PASSAGE TO READ ::
-*-*-

OFF BROADWAY
At 28, Lorraine Hansberry was the youngest American playwright and the first Negro to win the New York Drama Critics Circle Best Play of the Year Award, which she received for Raisin in the Sun. She died of cancer six years later in 1965, while her second Broadway play, The Sign in Sidney Brustein's Window, was running. To Be Young, Gifted and Black, which opened last week at Manhattan's Cherry Lane Theater, is a warm, loving tribute to her, put together from her own writings journals, letters, snippets of plays.
It is also something of a milestone in the current white-black confrontation. It is suffused not only with hot anger at indignity and injustice but with a glowing concern for men and women as men and women. "There are no squares, sweetheart," one of the players says. "Everybody is his own hipster."

-*-*-

PROVIDED DATA ::
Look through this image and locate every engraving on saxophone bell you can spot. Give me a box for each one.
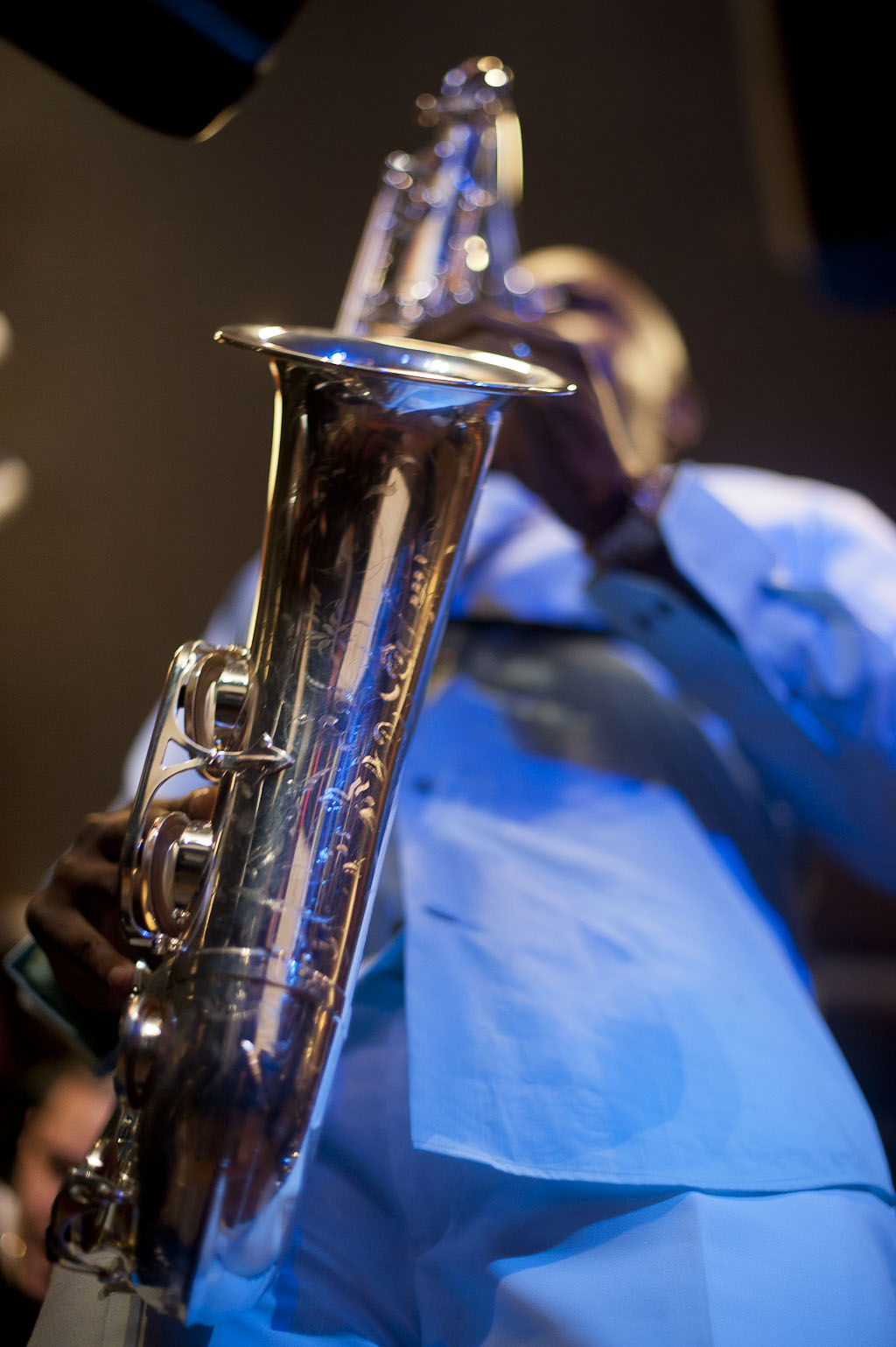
[52,58,569,1322]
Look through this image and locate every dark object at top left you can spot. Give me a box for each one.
[0,0,302,140]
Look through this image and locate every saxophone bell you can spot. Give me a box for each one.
[52,327,566,1322]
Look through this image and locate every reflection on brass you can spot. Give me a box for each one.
[50,60,564,1322]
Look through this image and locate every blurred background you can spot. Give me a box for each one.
[0,0,896,1325]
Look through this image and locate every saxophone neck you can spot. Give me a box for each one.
[337,57,526,335]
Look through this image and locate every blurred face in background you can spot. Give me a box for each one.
[4,1071,115,1300]
[520,245,704,478]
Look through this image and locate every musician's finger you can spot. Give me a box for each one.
[27,887,135,1010]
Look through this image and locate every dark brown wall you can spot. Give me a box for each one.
[0,0,896,892]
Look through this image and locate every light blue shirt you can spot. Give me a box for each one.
[128,465,896,1194]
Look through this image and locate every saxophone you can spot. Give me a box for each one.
[48,58,566,1322]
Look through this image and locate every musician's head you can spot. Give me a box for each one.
[520,247,702,477]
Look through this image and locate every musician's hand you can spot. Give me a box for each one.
[412,305,631,540]
[27,788,215,1010]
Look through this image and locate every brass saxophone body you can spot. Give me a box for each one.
[50,62,564,1322]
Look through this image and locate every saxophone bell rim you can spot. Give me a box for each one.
[214,323,576,396]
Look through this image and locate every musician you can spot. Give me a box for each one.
[24,249,896,1347]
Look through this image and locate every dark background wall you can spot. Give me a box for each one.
[0,0,896,893]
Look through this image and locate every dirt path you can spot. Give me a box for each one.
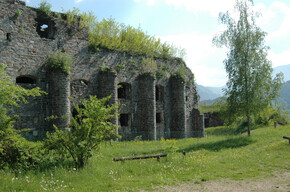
[152,172,290,192]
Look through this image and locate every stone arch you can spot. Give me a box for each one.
[118,82,131,99]
[16,75,37,84]
[155,85,164,101]
[70,79,90,104]
[35,13,56,39]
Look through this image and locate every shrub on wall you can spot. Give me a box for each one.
[45,96,119,167]
[38,1,51,15]
[55,8,186,58]
[46,51,72,74]
[0,64,44,170]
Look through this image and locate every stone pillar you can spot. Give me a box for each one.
[170,77,186,138]
[197,115,204,137]
[49,69,70,131]
[97,70,118,133]
[192,109,204,137]
[137,74,156,140]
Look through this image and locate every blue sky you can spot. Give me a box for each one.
[26,0,290,86]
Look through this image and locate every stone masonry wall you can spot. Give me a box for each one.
[0,0,202,140]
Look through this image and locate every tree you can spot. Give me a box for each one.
[0,64,45,170]
[45,96,119,167]
[213,0,283,136]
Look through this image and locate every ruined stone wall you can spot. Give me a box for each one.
[0,0,202,140]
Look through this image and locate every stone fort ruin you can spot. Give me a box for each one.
[0,0,204,140]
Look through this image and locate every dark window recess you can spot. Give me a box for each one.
[118,83,131,99]
[155,85,163,101]
[35,15,56,39]
[120,114,129,127]
[156,113,162,123]
[16,76,36,84]
[72,105,86,123]
[6,33,12,41]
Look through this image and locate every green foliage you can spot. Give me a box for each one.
[0,64,45,170]
[15,9,22,17]
[141,57,157,74]
[0,126,290,192]
[46,51,72,74]
[45,96,118,167]
[116,61,126,72]
[255,105,288,126]
[198,102,223,113]
[173,64,186,80]
[74,12,186,57]
[213,1,283,135]
[62,7,80,24]
[38,0,51,15]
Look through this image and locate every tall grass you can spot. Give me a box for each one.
[0,126,290,191]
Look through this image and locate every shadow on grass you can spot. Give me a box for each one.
[178,136,254,152]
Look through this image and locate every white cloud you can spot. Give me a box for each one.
[256,1,290,41]
[268,46,290,67]
[165,0,235,17]
[133,0,157,6]
[75,0,84,3]
[160,32,226,86]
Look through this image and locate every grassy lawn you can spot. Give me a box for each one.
[0,125,290,191]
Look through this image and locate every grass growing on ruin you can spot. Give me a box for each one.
[0,126,290,191]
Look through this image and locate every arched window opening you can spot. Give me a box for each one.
[119,114,129,127]
[156,113,162,124]
[6,33,12,41]
[118,83,131,99]
[155,85,164,101]
[16,76,36,84]
[35,15,56,39]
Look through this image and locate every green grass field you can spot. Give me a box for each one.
[0,125,290,191]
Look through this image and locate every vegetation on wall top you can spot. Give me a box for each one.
[38,1,186,58]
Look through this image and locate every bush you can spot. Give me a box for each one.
[46,51,72,74]
[0,64,44,170]
[45,96,118,167]
[38,1,51,15]
[61,8,186,58]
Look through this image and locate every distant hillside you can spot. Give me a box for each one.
[278,81,290,110]
[196,65,290,103]
[196,84,224,101]
[273,65,290,82]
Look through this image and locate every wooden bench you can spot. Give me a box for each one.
[113,154,167,161]
[283,136,290,144]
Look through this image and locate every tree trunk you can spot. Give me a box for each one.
[247,115,251,136]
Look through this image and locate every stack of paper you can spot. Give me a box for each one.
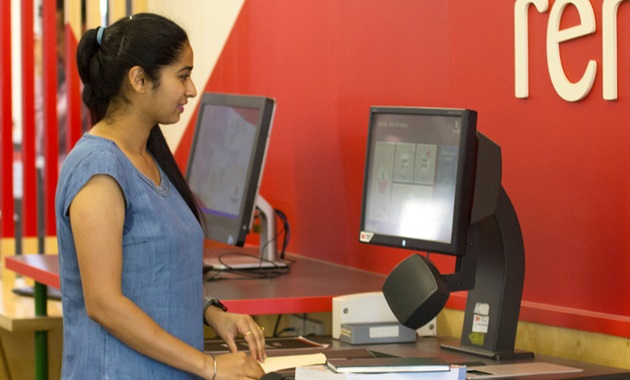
[295,365,466,380]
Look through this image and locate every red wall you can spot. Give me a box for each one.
[177,0,630,337]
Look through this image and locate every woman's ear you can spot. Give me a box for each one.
[127,66,148,93]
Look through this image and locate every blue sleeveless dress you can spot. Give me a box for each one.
[55,134,203,380]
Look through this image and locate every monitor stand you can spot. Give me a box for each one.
[204,195,287,270]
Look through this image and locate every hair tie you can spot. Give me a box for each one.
[96,26,105,46]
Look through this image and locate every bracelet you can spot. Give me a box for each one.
[210,354,217,380]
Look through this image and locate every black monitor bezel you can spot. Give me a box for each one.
[359,106,477,256]
[186,92,276,246]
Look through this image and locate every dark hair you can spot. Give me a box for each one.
[77,13,200,220]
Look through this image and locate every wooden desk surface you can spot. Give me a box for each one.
[237,336,630,380]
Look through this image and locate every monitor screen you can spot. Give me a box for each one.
[186,93,275,246]
[359,107,476,255]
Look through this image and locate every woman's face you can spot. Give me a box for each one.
[149,43,197,124]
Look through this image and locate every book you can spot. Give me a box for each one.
[327,357,450,373]
[259,353,326,373]
[204,336,329,354]
[295,365,466,380]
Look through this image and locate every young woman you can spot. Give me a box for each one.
[55,14,265,380]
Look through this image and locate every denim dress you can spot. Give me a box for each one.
[55,134,203,380]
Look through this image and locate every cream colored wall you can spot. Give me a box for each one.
[147,0,244,151]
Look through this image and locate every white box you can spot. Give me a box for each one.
[332,292,437,339]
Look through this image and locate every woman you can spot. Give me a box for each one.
[56,14,265,380]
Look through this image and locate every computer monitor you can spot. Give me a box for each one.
[360,107,477,255]
[186,93,276,269]
[359,106,532,359]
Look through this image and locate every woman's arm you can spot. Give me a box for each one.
[70,175,262,380]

-*-*-

WORK REQUEST 1 ::
In the Off Broadway review, at what theater did To Be Young, Gifted and Black open?
WORK REQUEST 2 ::
Explain, in one to three sentences, why the Off Broadway review calls To Be Young, Gifted and Black something of a milestone in the white-black confrontation.
WORK REQUEST 3 ::
Extend the Off Broadway review of To Be Young, Gifted and Black, beginning after its last sentence.

FINAL ANSWER 1 ::
It opened at Manhattan's Cherry Lane Theater.

FINAL ANSWER 2 ::
The review calls it a milestone because the play is filled not only with hot anger at indignity and injustice but also with a glowing concern for men and women as men and women.

FINAL ANSWER 3 ::
This aspect of Lorraine Hansberry's expanded humanity is enhanced by an interracial cast, in which whites as well as blacks speak for her in the first person most notably bright, blonde Barbara Baxley and beautiful black Cicely Tyson. The production is necessarily episodic, fragmentary and uneven, but the cast, ably directed by Gene Frankel, works well as an ensemble to thread an elegiac mood through the range of comedy, rage, reminiscence and introspection. André Womble expertly manages a wide variety of black male parts, from an African nationalist to a run away slave; John Beal does equally well as the nigger-hating home owner of Raisin in the Sun and, in a scene from an un finished play, as a survivor of nuclear holocaust trying to teach some savage children what civilized man meant by beauty and music.
The evening is a moving reminder of how much the young, gifted and black Miss Hansberry is to be missed.